Your assignment
Give every entry again, exactly.

===== Exercise input =====

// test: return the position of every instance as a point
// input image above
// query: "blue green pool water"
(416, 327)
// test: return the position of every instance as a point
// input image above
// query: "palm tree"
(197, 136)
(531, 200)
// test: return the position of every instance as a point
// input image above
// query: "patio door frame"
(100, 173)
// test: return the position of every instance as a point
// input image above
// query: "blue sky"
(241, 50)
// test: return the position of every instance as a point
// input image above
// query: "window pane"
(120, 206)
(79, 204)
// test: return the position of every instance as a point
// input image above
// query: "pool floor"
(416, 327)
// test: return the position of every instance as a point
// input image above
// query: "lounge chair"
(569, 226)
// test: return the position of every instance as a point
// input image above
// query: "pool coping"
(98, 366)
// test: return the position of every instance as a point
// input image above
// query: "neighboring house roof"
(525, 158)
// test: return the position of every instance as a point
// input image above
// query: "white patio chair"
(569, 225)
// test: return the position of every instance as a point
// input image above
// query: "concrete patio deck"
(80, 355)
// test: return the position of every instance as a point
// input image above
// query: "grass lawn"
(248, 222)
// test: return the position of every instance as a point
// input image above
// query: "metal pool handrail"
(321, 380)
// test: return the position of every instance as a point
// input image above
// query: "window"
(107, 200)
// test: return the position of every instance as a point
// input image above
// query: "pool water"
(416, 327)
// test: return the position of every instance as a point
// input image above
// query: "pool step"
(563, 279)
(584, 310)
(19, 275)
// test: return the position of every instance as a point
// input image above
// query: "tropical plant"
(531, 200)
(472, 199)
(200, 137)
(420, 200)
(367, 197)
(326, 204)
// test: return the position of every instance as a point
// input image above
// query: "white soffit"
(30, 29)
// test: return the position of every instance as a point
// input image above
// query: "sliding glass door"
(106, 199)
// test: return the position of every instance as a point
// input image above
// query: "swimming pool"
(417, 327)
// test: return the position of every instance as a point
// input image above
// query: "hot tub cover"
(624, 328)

=====

Task solution
// test: return the position of every instance as a point
// input image above
// query: "blue green pool water"
(416, 327)
// test: return the position of every instance as a point
// input image above
// query: "palm tree"
(197, 136)
(531, 200)
// test: return the position of every instance as a point
// input image above
// query: "patio door frame"
(100, 173)
// test: return the position of every instance as a point
// input image above
// query: "blue sky"
(241, 50)
// test: return the position of every instance as a point
// input image above
// query: "window pane"
(120, 206)
(79, 204)
// test: return the position of every instance as a point
// input image above
// query: "pool floor"
(416, 327)
// test: return the position of every instance as a point
// input image above
// query: "lounge chair"
(569, 226)
// test: return the position of every instance as a point
// input image above
// query: "pool coping"
(98, 366)
// test: return the position of every instance as a point
// input image above
// query: "neighboring house roof"
(525, 158)
// test: return the position of every instance as a point
// input image above
// query: "white patio chair"
(569, 225)
// test: return the position of every instance as a point
// input image above
// query: "concrete patio deck"
(80, 355)
// test: return the position of every instance as a point
// input image above
// query: "grass lawn"
(248, 222)
// test: return the position of every instance as a point
// input image above
// query: "metal pool handrail"
(321, 380)
// test: return the position of every instance as a point
// input image above
// query: "window"
(107, 200)
// test: return the position of every instance as a point
// input image above
// query: "pool water"
(416, 327)
// test: return the position of every instance as a point
// input image above
// query: "pool step"
(563, 279)
(584, 310)
(19, 275)
// test: return the position of every instance as a point
// input image above
// query: "tropical plant"
(531, 200)
(472, 199)
(200, 137)
(420, 200)
(367, 197)
(326, 204)
// test: return the position of every instance as a point
// input image above
// query: "white soffit"
(30, 29)
// test: return the position of every instance as a point
// input image above
// query: "sliding glass door"
(106, 199)
// test: return the position of every instance as a point
// input image above
// query: "swimming pool"
(417, 327)
// test: return the position of every instance as a point
// input image above
// query: "hot tub cover"
(624, 328)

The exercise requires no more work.